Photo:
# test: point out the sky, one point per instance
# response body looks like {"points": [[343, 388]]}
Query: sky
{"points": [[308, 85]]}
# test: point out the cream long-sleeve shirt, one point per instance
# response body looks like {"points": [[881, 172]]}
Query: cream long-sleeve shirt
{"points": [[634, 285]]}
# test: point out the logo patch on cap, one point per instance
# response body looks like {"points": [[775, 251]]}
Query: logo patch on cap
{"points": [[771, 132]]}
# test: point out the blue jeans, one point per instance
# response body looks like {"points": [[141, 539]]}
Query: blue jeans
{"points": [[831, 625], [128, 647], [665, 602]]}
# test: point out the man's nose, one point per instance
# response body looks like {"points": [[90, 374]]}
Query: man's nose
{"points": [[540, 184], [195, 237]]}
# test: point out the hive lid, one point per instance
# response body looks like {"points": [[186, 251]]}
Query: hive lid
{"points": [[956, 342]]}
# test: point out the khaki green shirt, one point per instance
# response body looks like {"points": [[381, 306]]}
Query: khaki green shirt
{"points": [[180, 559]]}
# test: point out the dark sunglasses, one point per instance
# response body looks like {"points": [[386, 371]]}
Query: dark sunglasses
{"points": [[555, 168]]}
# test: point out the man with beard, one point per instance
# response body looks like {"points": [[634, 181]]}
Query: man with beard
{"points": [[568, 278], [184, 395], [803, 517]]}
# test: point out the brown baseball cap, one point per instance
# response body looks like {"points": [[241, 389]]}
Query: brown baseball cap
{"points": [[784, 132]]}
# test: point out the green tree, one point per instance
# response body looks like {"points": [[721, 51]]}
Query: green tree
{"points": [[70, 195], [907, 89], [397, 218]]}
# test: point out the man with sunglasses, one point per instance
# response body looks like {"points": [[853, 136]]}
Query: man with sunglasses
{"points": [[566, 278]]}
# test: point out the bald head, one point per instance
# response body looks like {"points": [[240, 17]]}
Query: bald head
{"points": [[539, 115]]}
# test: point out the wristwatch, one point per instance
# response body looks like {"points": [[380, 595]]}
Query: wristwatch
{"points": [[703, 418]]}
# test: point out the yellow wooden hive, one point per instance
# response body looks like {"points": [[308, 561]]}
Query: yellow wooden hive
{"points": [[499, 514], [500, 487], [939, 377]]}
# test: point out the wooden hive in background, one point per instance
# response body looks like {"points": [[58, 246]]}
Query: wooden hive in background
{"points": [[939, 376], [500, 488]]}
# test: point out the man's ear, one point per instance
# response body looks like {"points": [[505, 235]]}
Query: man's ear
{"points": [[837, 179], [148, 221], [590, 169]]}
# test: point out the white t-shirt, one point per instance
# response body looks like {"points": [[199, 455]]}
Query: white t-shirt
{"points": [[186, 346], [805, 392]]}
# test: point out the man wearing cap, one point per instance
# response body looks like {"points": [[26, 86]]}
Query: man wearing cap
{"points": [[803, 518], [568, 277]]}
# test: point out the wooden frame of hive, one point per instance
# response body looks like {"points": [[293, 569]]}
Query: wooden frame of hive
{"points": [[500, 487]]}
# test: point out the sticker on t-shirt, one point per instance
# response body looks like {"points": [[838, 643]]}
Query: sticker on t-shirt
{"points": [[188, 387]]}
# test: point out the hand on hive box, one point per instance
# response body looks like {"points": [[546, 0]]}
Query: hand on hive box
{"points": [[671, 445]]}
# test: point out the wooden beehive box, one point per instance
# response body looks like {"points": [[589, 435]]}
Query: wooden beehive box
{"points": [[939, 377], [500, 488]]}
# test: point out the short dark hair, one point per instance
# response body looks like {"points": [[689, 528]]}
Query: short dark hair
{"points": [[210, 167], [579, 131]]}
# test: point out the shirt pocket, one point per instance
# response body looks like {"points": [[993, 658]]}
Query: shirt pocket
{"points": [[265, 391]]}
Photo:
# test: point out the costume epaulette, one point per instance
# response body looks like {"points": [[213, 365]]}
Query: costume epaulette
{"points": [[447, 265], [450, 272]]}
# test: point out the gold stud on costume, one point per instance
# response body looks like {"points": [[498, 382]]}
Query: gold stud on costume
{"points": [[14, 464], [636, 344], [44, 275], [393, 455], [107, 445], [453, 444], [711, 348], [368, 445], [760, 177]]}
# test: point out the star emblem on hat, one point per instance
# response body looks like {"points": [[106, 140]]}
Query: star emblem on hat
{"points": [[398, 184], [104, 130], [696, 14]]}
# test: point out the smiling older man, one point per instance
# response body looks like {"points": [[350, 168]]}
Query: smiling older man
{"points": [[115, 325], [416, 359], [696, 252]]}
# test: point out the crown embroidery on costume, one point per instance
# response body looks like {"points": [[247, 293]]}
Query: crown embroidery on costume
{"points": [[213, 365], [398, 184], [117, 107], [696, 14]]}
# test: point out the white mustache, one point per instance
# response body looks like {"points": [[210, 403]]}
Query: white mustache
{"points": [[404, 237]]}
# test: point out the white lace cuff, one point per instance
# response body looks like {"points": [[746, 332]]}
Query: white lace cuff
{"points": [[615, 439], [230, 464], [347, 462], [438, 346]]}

────────

*Problem to solve*. The full listing is to be restated word for word.

*Task output*.
Photo:
# test: point out the sky, one point per instance
# response body looks like {"points": [[343, 388]]}
Query: sky
{"points": [[308, 85]]}
# test: point out the cream long-sleeve shirt, one point per instance
# response body looks like {"points": [[881, 172]]}
Query: cream long-sleeve shirt
{"points": [[634, 285]]}
# test: point out the logo patch on cap, one point per instance
# response body looks like {"points": [[775, 251]]}
Query: logo patch on cap
{"points": [[771, 132]]}
# test: point out the blue jeans, one point per instance
# response body looks like {"points": [[141, 539]]}
Query: blue jeans
{"points": [[831, 625], [128, 647], [665, 602]]}
# test: point out the man's nose, one point per instance
# response body looks like {"points": [[90, 374]]}
Query: man's nose
{"points": [[540, 184], [195, 237]]}
# test: point out the hive lid, one point per instance
# response body looks like {"points": [[186, 251]]}
Query: hive lid
{"points": [[956, 342]]}
# test: point out the khaki green shirt, one point per instance
# response body looks like {"points": [[381, 306]]}
Query: khaki green shirt
{"points": [[180, 559]]}
# test: point out the dark sunglasses, one point per instance
# response body looks like {"points": [[386, 371]]}
Query: dark sunglasses
{"points": [[555, 168]]}
# test: point out the man with beard, one point per instance
# response body looks like {"points": [[634, 181]]}
Query: man with beard
{"points": [[568, 278], [184, 395], [803, 517]]}
# test: point out the brown baseball cap, one point per instance
# response body looks like {"points": [[241, 389]]}
Query: brown baseball cap
{"points": [[784, 132]]}
# test: point out the green tree, one point per instance
# response body looks like {"points": [[721, 51]]}
Query: green tree
{"points": [[70, 195], [907, 89], [397, 218]]}
# test: point out the man with sunglasses, one point per instance
# response body looks like {"points": [[853, 136]]}
Query: man with sunglasses
{"points": [[566, 278]]}
# test: point out the bald head, one point per instance
# response body looks like {"points": [[240, 17]]}
Query: bald head
{"points": [[539, 115]]}
# test: point out the wristwatch, one point per instance
# response body looks like {"points": [[380, 595]]}
Query: wristwatch
{"points": [[703, 418]]}
# test: point out the yellow wooden hive, one point per instance
# response body looks like {"points": [[308, 561]]}
Query: yellow wooden hive
{"points": [[499, 514], [500, 487], [939, 377]]}
# test: point out the wooden hive in background, one point per instance
# response body looks like {"points": [[58, 246]]}
Query: wooden hive in background
{"points": [[939, 376], [500, 488]]}
# test: point out the man's ear, one point per instance
# response body looks like {"points": [[505, 235]]}
Query: man's ear
{"points": [[837, 179], [148, 221], [590, 169]]}
# test: point out the white t-shirt, one point per instance
# response body looks like {"points": [[199, 455]]}
Query: white t-shirt
{"points": [[186, 346], [805, 392]]}
# test: point out the man wearing cap, one point per instance
# response body looks like {"points": [[26, 86]]}
Query: man wearing cap
{"points": [[803, 518], [568, 277]]}
# test: point out the wooden frame of hive, one point per instance
# response body looks like {"points": [[293, 569]]}
Query: wooden frame of hive
{"points": [[500, 487]]}
# test: point out the sticker on t-shirt, one point per instance
# response body looks like {"points": [[838, 643]]}
Query: sticker on t-shirt
{"points": [[188, 387]]}
# test: point out the hand on hive box, one point per instance
# response body looks like {"points": [[546, 0]]}
Query: hand on hive box
{"points": [[671, 445]]}
# test: point out the wooden beehive box, one point per instance
# response body looks like {"points": [[589, 435]]}
Query: wooden beehive box
{"points": [[939, 377], [500, 488]]}
# test: point out the short dark hair, one point per instance
# response body looks like {"points": [[689, 528]]}
Query: short dark hair
{"points": [[210, 167], [579, 131]]}
# test: point out the shirt pocket, one point per instance
# response body looks like {"points": [[993, 658]]}
Query: shirt pocket
{"points": [[265, 391]]}
Photo:
# test: point out the costume epaulette, one point per instance
# response body looks like {"points": [[213, 365]]}
Query: costume epaulette
{"points": [[447, 265], [450, 272]]}
# test: point out the gold stud on costume, one point per instance
# response body looks like {"points": [[498, 382]]}
Query: gold stud on costume
{"points": [[14, 464], [636, 344], [44, 275], [393, 455], [107, 445], [453, 444], [711, 348], [368, 445], [760, 177]]}
# test: point out the star emblem on hat, one point per instance
# response body looks like {"points": [[106, 140]]}
Query: star emblem on hat
{"points": [[398, 184], [104, 130], [696, 14]]}
# test: point out the smiling older man, one point per instance
# response body looks like {"points": [[350, 168]]}
Query: smiling older man
{"points": [[115, 325], [416, 359], [696, 252]]}
# test: point out the crown embroidery on costume, one point per instance
# response body looks like {"points": [[247, 293]]}
Query: crown embroidery on costume
{"points": [[213, 365], [398, 184], [117, 107], [696, 14]]}
# test: point out the white mustache, one point per instance
# response body looks like {"points": [[210, 403]]}
Query: white mustache
{"points": [[404, 237]]}
# test: point out the white lace cuff, one point per instance
# response body looks like {"points": [[746, 332]]}
Query: white lace cuff
{"points": [[615, 439], [230, 464], [347, 462], [438, 346]]}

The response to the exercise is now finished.